▸ EXCERPTED PASSAGE:
·····
I have some fairly minor nits below, but my biggest concern is the
number of diagnostics you are seeing. ~48k new diagnostics issues is
*really* chatty!

> Index: clang-tidy/misc/MiscTidyModule.cpp
> ===================================================================
> --- clang-tidy/misc/MiscTidyModule.cpp
> +++ clang-tidy/misc/MiscTidyModule.cpp
> @@ -16,6 +16,7 @@
>  #include "BoolPointerImplicitConversionCheck.h"
>  #include "InaccurateEraseCheck.h"
>  #include "InefficientAlgorithmCheck.h"
> +#include "MacroParenthesesCheck.h"
>  #include "StaticAssertCheck.h"
>  #include "SwappedArgumentsCheck.h"
>  #include "UndelegatedConstructor.h"
> @@ -41,6 +42,8 @@
>          "misc-inaccurate-erase");
>      CheckFactories.registerCheck<InefficientAlgorithmCheck>(
>          "misc-inefficient-algorithm");
> +    CheckFactories.registerCheck<MacroParenthesesCheck>(
> +        "misc-macro-parentheses");
>      CheckFactories.registerCheck<StaticAssertCheck>(
>          "misc-static-assert");
>      CheckFactories.registerCheck<SwappedArgumentsCheck>(
> Index: clang-tidy/misc/CMakeLists.txt
> ===================================================================
> --- clang-tidy/misc/CMakeLists.txt
> +++ clang-tidy/misc/CMakeLists.txt
> @@ -7,6 +7,7 @@
>    BoolPointerImplicitConversionCheck.cpp
>    InaccurateEraseCheck.cpp
>    InefficientAlgorithmCheck.cpp
> +  MacroParenthesesCheck.cpp
>    MiscTidyModule.cpp
>    StaticAssertCheck.cpp
>    SwappedArgumentsCheck.cpp
> Index: clang-tidy/misc/MacroParenthesesCheck.cpp
> ===================================================================
> --- clang-tidy/misc/MacroParenthesesCheck.cpp
> +++ clang-tidy/misc/MacroParenthesesCheck.cpp
> @@ -0,0 +1,166 @@
> +//===--- MacroParenthesesCheck.cpp - clang-tidy----------------------------===//
> +//
> +//                     The LLVM Compiler Infrastructure
> +//
> +// This file is distributed under the University of Illinois Open Source
> +// License. See LICENSE.TXT for details.
·····
▸ SUPPLIED INFORMATION:
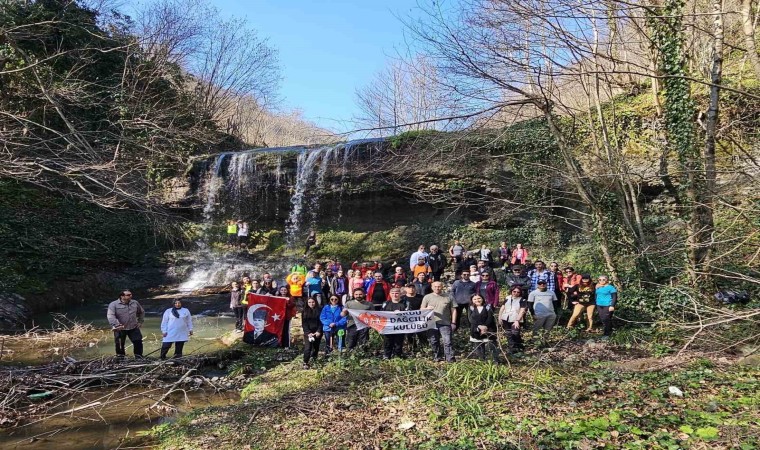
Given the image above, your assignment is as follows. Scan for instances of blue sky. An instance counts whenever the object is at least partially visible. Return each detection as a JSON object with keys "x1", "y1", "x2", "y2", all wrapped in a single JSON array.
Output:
[{"x1": 211, "y1": 0, "x2": 418, "y2": 132}]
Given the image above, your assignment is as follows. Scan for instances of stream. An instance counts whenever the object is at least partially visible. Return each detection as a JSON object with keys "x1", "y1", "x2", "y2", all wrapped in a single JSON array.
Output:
[{"x1": 0, "y1": 293, "x2": 240, "y2": 450}]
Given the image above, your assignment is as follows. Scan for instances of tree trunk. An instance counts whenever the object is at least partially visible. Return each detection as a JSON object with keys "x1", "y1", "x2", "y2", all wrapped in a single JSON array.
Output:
[{"x1": 741, "y1": 0, "x2": 760, "y2": 80}]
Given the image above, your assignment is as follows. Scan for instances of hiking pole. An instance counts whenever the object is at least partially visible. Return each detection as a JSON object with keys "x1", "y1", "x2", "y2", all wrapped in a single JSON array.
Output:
[{"x1": 338, "y1": 328, "x2": 346, "y2": 366}]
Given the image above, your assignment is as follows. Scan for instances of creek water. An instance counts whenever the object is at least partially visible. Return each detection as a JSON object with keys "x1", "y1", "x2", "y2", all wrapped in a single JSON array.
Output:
[{"x1": 0, "y1": 294, "x2": 240, "y2": 450}]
·····
Could you print the code review excerpt at the top of the page again, word for word and line for line, with nothing changed?

I have some fairly minor nits below, but my biggest concern is the
number of diagnostics you are seeing. ~48k new diagnostics issues is
*really* chatty!

> Index: clang-tidy/misc/MiscTidyModule.cpp
> ===================================================================
> --- clang-tidy/misc/MiscTidyModule.cpp
> +++ clang-tidy/misc/MiscTidyModule.cpp
> @@ -16,6 +16,7 @@
>  #include "BoolPointerImplicitConversionCheck.h"
>  #include "InaccurateEraseCheck.h"
>  #include "InefficientAlgorithmCheck.h"
> +#include "MacroParenthesesCheck.h"
>  #include "StaticAssertCheck.h"
>  #include "SwappedArgumentsCheck.h"
>  #include "UndelegatedConstructor.h"
> @@ -41,6 +42,8 @@
>          "misc-inaccurate-erase");
>      CheckFactories.registerCheck<InefficientAlgorithmCheck>(
>          "misc-inefficient-algorithm");
> +    CheckFactories.registerCheck<MacroParenthesesCheck>(
> +        "misc-macro-parentheses");
>      CheckFactories.registerCheck<StaticAssertCheck>(
>          "misc-static-assert");
>      CheckFactories.registerCheck<SwappedArgumentsCheck>(
> Index: clang-tidy/misc/CMakeLists.txt
> ===================================================================
> --- clang-tidy/misc/CMakeLists.txt
> +++ clang-tidy/misc/CMakeLists.txt
> @@ -7,6 +7,7 @@
>    BoolPointerImplicitConversionCheck.cpp
>    InaccurateEraseCheck.cpp
>    InefficientAlgorithmCheck.cpp
> +  MacroParenthesesCheck.cpp
>    MiscTidyModule.cpp
>    StaticAssertCheck.cpp
>    SwappedArgumentsCheck.cpp
> Index: clang-tidy/misc/MacroParenthesesCheck.cpp
> ===================================================================
> --- clang-tidy/misc/MacroParenthesesCheck.cpp
> +++ clang-tidy/misc/MacroParenthesesCheck.cpp
> @@ -0,0 +1,166 @@
> +//===--- MacroParenthesesCheck.cpp - clang-tidy----------------------------===//
> +//
> +//                     The LLVM Compiler Infrastructure
> +//
> +// This file is distributed under the University of Illinois Open Source
> +// License. See LICENSE.TXT for details.